### Page text
· · · · ·

Study shows that countries that permit Facebook's beloved "zero rating" programs end up with more expensive wireless data

Facebook loves "zero rating," when an internet provider takes bribes from online services to exempt them from data charges on their networks: Facebook says that having a roster of (Facebook-approved) services that are free-to-use benefits the poorest people in a country (and the fact that this also makes "Facebook" synonymous with "internet" for whole nations is merely incidental).


But reality has a well-known anti-Facebook bias, which is why all the studies done on the supposed benefits of zero-rating have shown that the practice is harmful in every way: primarily benefiting the rich, not the poor, for example.


Now, a careful, comprehensive study of 30 European countries by Epicenter.works finds that zero-rating encourages carriers to collude with Facebook to raise prices on non-zero-rated services, making it much harder to escape Facebook's orbit (and other big incumbents).

Many countries and territories are debating zero rating today, from California to the FCC, and the same old arguments about access for poor people and bridging the digital divide keep getting trotted out to support what is ultimately an anti-competitive tie-up between the biggest telcos and the biggest online services to freeze out smaller competitors.

· · · · ·

### What to work on
1. According to the piece on zero rating, how many European countries did the Epicenter.works study examine?
2. Extend the piece on zero rating with a few more sentences that follow on from its final one.

· · · · ·

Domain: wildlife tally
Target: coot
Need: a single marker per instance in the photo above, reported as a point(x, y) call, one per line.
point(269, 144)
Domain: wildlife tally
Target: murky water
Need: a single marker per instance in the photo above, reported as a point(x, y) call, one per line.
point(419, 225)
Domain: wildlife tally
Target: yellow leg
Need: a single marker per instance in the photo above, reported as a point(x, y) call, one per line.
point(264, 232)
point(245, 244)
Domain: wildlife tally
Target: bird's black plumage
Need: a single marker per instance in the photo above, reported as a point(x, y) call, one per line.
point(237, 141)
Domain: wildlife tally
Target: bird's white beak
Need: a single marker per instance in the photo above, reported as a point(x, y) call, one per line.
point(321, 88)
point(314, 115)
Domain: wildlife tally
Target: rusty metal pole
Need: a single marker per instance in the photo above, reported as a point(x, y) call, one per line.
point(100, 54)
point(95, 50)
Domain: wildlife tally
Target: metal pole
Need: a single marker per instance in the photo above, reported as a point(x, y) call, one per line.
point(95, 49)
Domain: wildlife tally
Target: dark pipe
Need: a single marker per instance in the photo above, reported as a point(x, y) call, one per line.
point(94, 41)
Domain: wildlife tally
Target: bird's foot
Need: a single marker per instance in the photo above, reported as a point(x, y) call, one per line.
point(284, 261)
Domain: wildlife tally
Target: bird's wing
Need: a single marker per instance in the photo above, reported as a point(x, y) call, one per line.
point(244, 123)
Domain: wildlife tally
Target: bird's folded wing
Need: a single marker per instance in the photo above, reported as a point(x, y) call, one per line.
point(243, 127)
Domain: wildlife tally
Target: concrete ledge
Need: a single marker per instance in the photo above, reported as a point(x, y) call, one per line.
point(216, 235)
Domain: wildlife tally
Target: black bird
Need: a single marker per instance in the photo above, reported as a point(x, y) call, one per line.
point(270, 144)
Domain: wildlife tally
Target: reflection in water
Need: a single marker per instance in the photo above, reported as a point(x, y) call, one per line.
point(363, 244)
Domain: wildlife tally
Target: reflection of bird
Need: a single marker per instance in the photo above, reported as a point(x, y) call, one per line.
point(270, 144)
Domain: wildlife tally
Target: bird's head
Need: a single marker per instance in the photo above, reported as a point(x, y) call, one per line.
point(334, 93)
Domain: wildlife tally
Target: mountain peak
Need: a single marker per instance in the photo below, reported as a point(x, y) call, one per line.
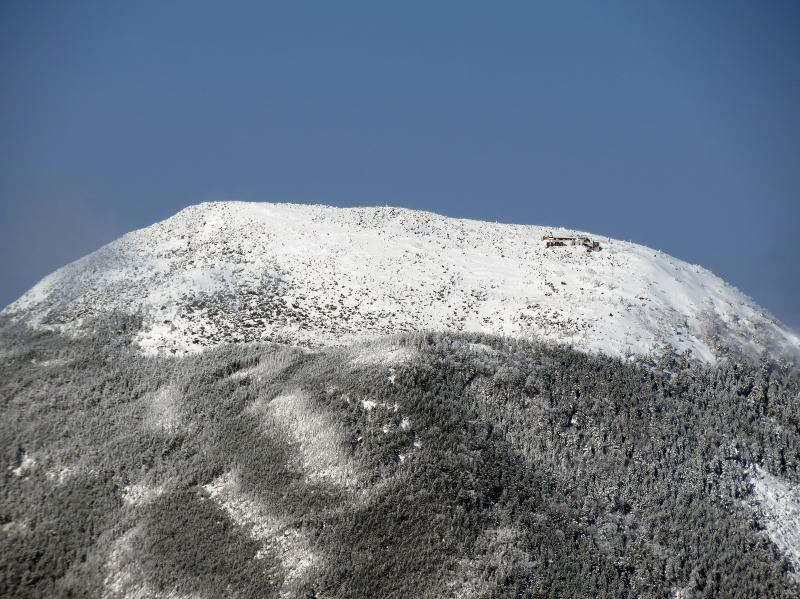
point(317, 275)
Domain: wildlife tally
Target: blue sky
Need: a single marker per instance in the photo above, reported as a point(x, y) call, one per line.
point(672, 124)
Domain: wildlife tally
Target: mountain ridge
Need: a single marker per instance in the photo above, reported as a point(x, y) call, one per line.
point(317, 275)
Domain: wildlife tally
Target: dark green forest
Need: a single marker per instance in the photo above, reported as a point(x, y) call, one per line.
point(438, 465)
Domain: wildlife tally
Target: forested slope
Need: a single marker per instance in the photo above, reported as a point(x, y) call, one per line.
point(414, 466)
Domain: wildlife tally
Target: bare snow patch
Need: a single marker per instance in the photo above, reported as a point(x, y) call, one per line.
point(26, 466)
point(126, 579)
point(320, 438)
point(276, 536)
point(163, 410)
point(780, 502)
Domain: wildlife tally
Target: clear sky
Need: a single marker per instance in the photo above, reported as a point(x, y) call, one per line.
point(673, 124)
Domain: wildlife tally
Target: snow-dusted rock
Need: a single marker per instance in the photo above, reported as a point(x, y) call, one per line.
point(316, 275)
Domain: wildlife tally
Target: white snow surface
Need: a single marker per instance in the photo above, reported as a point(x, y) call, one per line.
point(780, 502)
point(315, 275)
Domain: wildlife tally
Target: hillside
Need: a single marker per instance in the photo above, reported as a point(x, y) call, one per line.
point(319, 276)
point(431, 466)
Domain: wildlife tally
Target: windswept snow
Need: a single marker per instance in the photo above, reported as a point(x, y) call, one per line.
point(780, 502)
point(315, 275)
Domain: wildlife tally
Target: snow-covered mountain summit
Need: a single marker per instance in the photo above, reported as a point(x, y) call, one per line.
point(317, 275)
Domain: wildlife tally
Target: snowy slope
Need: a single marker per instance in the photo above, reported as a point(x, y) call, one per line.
point(316, 275)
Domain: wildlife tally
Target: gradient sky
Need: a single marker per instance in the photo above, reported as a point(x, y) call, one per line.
point(673, 124)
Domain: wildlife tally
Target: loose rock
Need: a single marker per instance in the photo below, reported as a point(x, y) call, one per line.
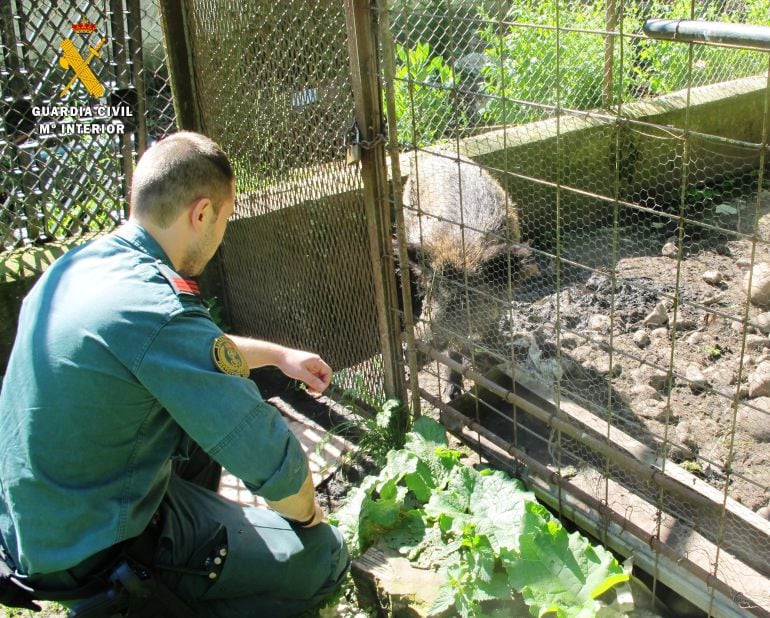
point(743, 263)
point(599, 323)
point(756, 422)
point(658, 316)
point(712, 277)
point(641, 338)
point(651, 408)
point(686, 436)
point(569, 341)
point(644, 391)
point(762, 323)
point(697, 380)
point(695, 338)
point(757, 343)
point(759, 294)
point(669, 250)
point(659, 333)
point(759, 381)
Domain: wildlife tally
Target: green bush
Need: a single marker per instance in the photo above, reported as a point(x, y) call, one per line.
point(533, 67)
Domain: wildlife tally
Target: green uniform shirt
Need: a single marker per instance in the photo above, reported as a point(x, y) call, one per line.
point(110, 376)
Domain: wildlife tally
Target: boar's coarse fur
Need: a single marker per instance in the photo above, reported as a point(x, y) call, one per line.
point(463, 241)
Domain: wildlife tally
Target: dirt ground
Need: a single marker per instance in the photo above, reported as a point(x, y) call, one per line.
point(687, 375)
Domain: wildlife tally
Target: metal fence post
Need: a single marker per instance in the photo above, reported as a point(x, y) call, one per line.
point(179, 53)
point(362, 46)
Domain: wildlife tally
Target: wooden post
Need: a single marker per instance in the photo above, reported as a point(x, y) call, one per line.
point(135, 43)
point(611, 21)
point(362, 47)
point(180, 64)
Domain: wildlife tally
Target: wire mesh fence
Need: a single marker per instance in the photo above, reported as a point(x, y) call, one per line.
point(585, 211)
point(273, 87)
point(84, 88)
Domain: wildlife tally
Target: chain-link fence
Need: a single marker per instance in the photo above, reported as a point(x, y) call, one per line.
point(585, 212)
point(84, 87)
point(272, 85)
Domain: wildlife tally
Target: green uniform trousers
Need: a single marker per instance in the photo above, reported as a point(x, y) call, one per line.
point(232, 561)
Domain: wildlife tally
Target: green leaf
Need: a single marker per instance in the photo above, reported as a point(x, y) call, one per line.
point(555, 571)
point(408, 537)
point(444, 600)
point(454, 500)
point(430, 430)
point(498, 503)
point(496, 588)
point(420, 482)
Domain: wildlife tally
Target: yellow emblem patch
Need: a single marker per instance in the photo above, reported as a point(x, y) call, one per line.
point(228, 358)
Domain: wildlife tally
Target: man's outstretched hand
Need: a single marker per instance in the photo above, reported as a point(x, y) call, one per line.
point(308, 368)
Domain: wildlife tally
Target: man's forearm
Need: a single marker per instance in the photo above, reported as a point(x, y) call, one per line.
point(259, 353)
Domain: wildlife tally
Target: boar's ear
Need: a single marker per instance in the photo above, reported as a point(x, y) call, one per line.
point(498, 256)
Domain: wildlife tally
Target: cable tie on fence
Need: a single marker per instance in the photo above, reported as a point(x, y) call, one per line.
point(378, 139)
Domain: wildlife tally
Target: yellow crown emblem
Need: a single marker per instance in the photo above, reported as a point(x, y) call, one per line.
point(83, 27)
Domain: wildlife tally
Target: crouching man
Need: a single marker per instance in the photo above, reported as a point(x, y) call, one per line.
point(123, 400)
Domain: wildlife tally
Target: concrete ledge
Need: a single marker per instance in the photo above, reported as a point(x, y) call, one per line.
point(589, 159)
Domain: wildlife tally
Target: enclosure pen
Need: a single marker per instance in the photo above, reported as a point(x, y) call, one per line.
point(545, 223)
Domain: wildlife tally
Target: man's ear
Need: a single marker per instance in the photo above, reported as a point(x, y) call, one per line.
point(200, 212)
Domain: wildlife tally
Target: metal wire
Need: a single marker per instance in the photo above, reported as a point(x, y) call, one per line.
point(66, 154)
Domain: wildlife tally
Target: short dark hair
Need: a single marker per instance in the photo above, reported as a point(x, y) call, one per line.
point(176, 171)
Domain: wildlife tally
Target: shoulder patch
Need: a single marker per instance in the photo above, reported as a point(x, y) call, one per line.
point(180, 284)
point(228, 358)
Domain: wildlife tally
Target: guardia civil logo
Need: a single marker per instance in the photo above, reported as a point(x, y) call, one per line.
point(79, 65)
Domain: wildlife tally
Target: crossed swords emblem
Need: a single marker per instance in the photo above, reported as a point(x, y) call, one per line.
point(71, 59)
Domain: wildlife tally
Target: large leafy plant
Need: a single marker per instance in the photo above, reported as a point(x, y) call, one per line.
point(483, 530)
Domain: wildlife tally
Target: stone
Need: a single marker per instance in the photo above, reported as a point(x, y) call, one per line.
point(686, 324)
point(695, 338)
point(686, 436)
point(599, 323)
point(658, 316)
point(757, 343)
point(659, 333)
point(759, 294)
point(754, 419)
point(644, 391)
point(759, 381)
point(669, 250)
point(652, 377)
point(569, 341)
point(651, 408)
point(641, 338)
point(718, 374)
point(762, 323)
point(743, 263)
point(602, 366)
point(698, 382)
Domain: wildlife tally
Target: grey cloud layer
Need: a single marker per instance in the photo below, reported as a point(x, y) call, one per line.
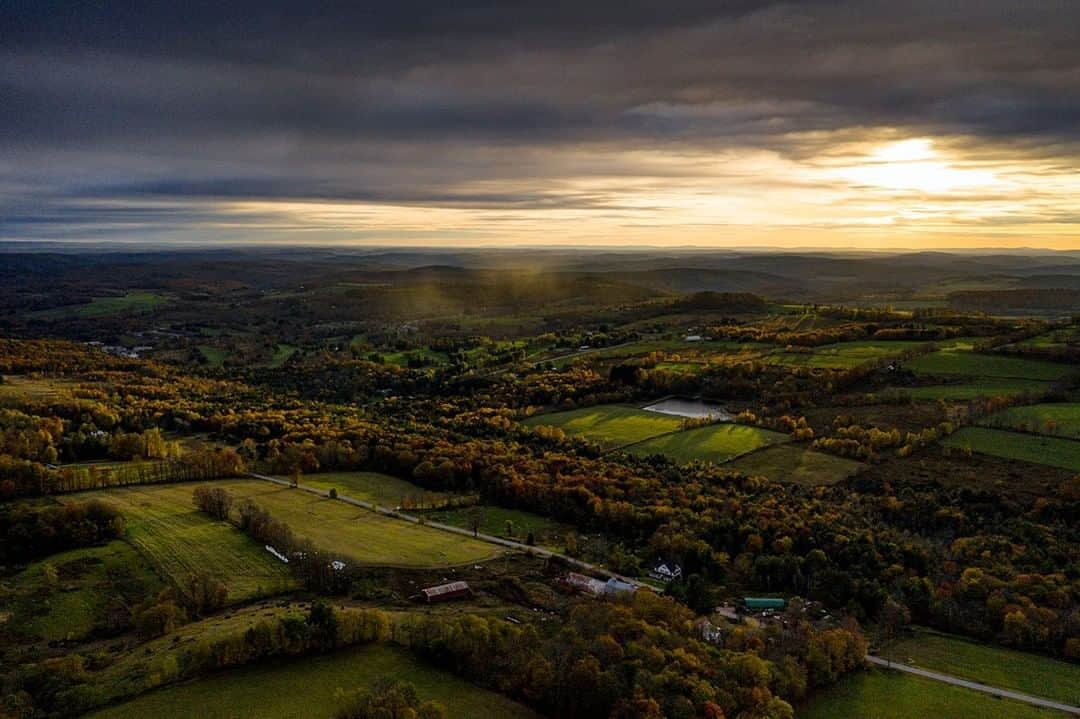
point(418, 103)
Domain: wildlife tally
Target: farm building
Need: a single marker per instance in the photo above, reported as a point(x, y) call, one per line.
point(577, 582)
point(763, 604)
point(618, 587)
point(446, 592)
point(666, 571)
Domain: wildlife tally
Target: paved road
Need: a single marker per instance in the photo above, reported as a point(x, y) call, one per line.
point(975, 686)
point(540, 552)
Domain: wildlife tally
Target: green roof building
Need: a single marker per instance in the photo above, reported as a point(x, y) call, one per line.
point(757, 604)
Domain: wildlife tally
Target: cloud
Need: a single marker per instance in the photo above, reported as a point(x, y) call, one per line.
point(515, 106)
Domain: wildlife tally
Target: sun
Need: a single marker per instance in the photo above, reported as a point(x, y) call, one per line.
point(914, 165)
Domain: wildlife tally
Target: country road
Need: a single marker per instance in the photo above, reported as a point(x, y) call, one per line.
point(956, 681)
point(540, 552)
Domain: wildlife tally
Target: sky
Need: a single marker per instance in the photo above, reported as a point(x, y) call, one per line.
point(820, 123)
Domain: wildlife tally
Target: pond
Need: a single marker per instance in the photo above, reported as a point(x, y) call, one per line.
point(694, 408)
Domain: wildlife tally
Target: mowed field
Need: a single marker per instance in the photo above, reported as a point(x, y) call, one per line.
point(1030, 674)
point(794, 462)
point(844, 355)
point(883, 694)
point(715, 443)
point(361, 534)
point(88, 580)
point(100, 307)
point(308, 688)
point(1039, 449)
point(545, 532)
point(1060, 419)
point(373, 487)
point(165, 528)
point(976, 388)
point(971, 364)
point(613, 425)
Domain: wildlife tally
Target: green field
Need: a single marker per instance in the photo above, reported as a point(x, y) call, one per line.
point(360, 533)
point(177, 539)
point(974, 389)
point(715, 443)
point(373, 487)
point(1037, 449)
point(971, 364)
point(214, 356)
point(794, 462)
point(307, 688)
point(99, 307)
point(428, 355)
point(281, 355)
point(1060, 420)
point(18, 388)
point(86, 580)
point(844, 355)
point(613, 425)
point(547, 532)
point(882, 694)
point(1030, 674)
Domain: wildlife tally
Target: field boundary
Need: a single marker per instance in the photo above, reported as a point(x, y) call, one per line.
point(491, 539)
point(986, 689)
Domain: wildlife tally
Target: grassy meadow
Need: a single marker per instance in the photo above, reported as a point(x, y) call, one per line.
point(547, 532)
point(362, 534)
point(308, 688)
point(976, 388)
point(844, 355)
point(971, 364)
point(883, 694)
point(73, 604)
point(1060, 420)
point(715, 443)
point(613, 425)
point(373, 487)
point(1030, 674)
point(1038, 449)
point(164, 527)
point(794, 462)
point(99, 307)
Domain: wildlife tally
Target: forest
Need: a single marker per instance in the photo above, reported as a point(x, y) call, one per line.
point(848, 475)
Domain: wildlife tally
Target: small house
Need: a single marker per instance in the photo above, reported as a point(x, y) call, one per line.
point(616, 587)
point(583, 584)
point(666, 571)
point(446, 592)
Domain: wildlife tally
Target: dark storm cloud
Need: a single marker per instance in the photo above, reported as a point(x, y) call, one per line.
point(414, 102)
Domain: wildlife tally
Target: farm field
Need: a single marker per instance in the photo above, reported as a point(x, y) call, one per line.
point(424, 354)
point(1053, 419)
point(882, 694)
point(359, 533)
point(613, 425)
point(17, 387)
point(547, 532)
point(1031, 674)
point(281, 355)
point(716, 443)
point(99, 307)
point(975, 388)
point(214, 356)
point(971, 364)
point(164, 527)
point(373, 487)
point(844, 355)
point(1052, 451)
point(85, 582)
point(793, 462)
point(308, 688)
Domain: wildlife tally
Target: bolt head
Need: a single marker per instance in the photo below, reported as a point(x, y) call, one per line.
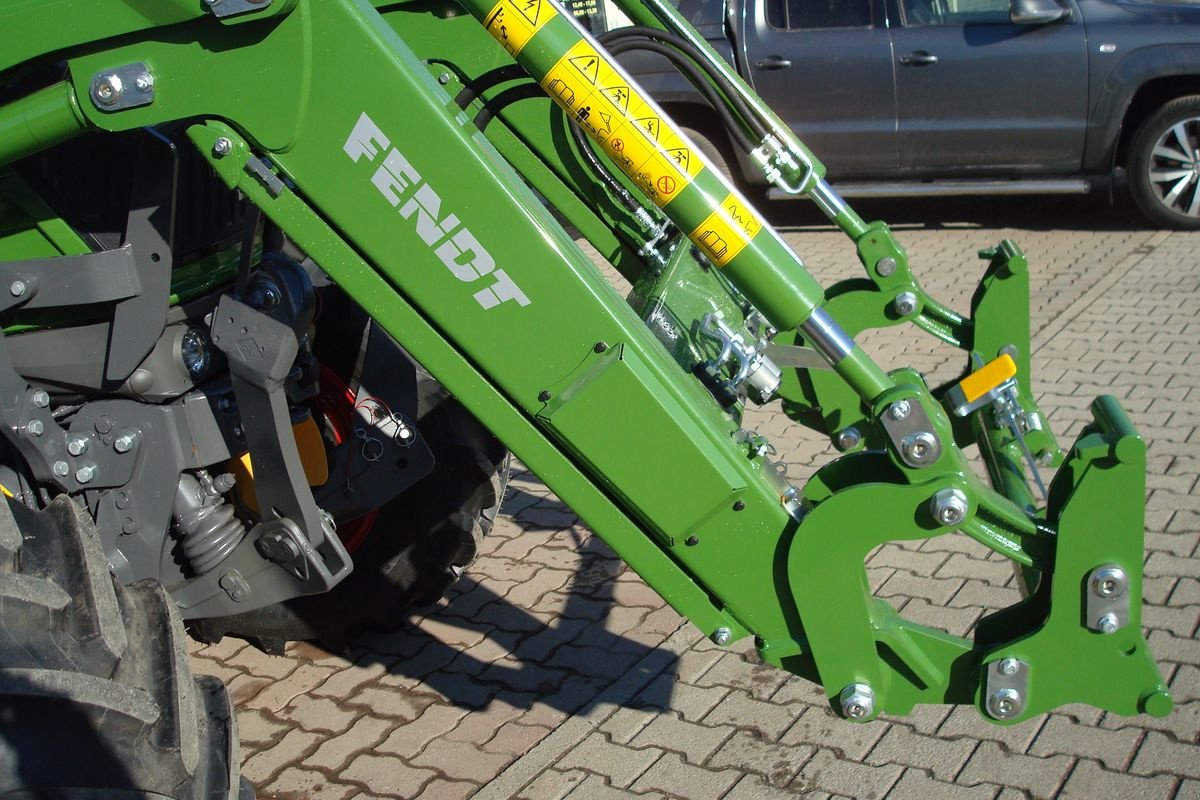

· · · · ·

### In response
1. 30 European countries.

2.
This study is an important addition to the scholarship rebutting this nonsense, and as Net Neutrality moves back into US Congress, it's a handy document to keep around for your racist Facebook uncle and other low-information types who are being astroturfed into thinking that Net Neutrality is "government control of the internet."

Based on the evidence, zero rating not only serves as a means to enhance ISPs’ power over the Internet, but it’s also how they charge consumers more money for wireless service. Zero rating was originally going to be banned by the FCC under the General Conduct Rule, but when the FCC changed leadership the agency promptly green lighted and encouraged the industry to engage in zero rating practices before it began its repeal of net neutrality.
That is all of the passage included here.